**SET PROBLEM**
Revise the passage on the Electric Vehicles Roadmap Initiative: begin at the words "In keeping with" and stop after "address climate change.", giving that part again with "bipartisanship" replaced by "cooperation".

**SELECTED PASSAGE**

Brown, an advocate for electrifying Oregon’s transportation system and wider economy, last year adopted the Electric Vehicles Roadmap Initiative as her chair’s initiative. Her goal: to reach an agreement to establish a shared set of principles for EV infrastructure planning and create voluntary standards to ensure that chargers are widely accessible and usable by EV drivers. (See Ore. Governor Plots Western Roadmap for EVs.)

In her keynote speech for the WGA’s virtual annual meeting on Wednesday, Brown touted the collaboration behind the initiative, which entailed “work sessions, webinars, podcasts and countless phone calls and meetings.”

“In total, we revealed a common set of infrastructure, financial and logistical challenges that affect EV planning for the private sector, utilities and Western states,” Brown said. “Regardless of whether thousands, hundreds or a few dozen public EV charging stations are present in a particular state, EV design manufacturing, sales and infrastructure deployment all represent an incredible economic opportunity across the West.”

In keeping with the tone of her speech at last December’s WGA meeting, Brown made no mention of the environmental aspects of EV adoption. She instead focused on the potential economic benefits to Western states, likely a concession to the spirit of regional bipartisanship expected to prevail among WGA governors with widely divergent views about how to address climate change.

**DATA LISTING**
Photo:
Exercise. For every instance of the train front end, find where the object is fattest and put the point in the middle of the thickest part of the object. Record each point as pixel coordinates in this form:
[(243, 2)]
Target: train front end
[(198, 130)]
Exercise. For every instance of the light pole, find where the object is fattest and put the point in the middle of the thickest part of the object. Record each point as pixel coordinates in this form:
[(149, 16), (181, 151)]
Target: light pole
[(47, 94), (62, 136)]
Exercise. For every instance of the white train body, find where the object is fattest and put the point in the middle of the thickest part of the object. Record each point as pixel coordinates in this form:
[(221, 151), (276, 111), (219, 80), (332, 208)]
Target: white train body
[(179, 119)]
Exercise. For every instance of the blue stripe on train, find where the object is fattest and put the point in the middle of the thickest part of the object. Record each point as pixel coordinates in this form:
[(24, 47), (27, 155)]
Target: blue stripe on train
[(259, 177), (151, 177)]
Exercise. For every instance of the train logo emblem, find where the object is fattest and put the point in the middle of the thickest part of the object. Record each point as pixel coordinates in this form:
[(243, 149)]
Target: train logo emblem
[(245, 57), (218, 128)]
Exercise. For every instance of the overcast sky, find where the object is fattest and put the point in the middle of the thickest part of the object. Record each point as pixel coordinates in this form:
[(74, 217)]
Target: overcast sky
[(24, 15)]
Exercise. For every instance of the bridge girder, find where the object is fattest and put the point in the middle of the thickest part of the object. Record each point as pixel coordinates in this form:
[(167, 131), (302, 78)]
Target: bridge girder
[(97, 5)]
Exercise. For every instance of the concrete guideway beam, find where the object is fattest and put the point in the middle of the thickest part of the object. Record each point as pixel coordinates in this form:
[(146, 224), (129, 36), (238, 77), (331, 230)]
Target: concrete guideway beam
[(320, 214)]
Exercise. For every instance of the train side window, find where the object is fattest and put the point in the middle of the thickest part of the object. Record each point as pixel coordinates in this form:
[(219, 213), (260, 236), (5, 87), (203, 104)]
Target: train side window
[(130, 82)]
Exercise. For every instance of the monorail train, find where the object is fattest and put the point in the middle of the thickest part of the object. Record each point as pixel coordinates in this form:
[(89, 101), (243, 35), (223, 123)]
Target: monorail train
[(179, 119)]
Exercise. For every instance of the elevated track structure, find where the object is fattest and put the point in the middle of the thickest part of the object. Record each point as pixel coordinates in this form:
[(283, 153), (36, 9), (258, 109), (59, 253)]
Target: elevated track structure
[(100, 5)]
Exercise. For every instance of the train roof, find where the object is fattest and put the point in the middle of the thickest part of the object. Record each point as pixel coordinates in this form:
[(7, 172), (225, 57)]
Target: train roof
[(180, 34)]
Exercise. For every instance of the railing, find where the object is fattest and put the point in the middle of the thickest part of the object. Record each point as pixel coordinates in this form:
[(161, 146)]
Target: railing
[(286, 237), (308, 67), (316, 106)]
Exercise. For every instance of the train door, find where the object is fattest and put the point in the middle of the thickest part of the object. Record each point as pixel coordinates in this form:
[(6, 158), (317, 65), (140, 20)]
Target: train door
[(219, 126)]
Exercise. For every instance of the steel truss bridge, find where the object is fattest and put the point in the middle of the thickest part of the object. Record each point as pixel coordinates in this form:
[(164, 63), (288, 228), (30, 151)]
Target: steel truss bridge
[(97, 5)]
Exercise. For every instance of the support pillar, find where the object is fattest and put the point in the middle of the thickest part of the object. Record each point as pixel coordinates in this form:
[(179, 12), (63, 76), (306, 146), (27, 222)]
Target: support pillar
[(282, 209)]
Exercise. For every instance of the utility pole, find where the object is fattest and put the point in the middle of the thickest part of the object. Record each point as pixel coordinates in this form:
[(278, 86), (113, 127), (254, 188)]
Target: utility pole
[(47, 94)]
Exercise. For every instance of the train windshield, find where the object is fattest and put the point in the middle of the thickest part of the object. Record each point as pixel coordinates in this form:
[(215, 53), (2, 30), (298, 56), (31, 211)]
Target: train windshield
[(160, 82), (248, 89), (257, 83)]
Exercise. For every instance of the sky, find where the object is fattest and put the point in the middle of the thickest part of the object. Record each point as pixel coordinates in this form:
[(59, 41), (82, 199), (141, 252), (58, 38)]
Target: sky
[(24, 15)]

**CORRECT OUTPUT**
In keeping with the tone of her speech at last December’s WGA meeting, Brown made no mention of the environmental aspects of EV adoption. She instead focused on the potential economic benefits to Western states, likely a concession to the spirit of regional cooperation expected to prevail among WGA governors with widely divergent views about how to address climate change.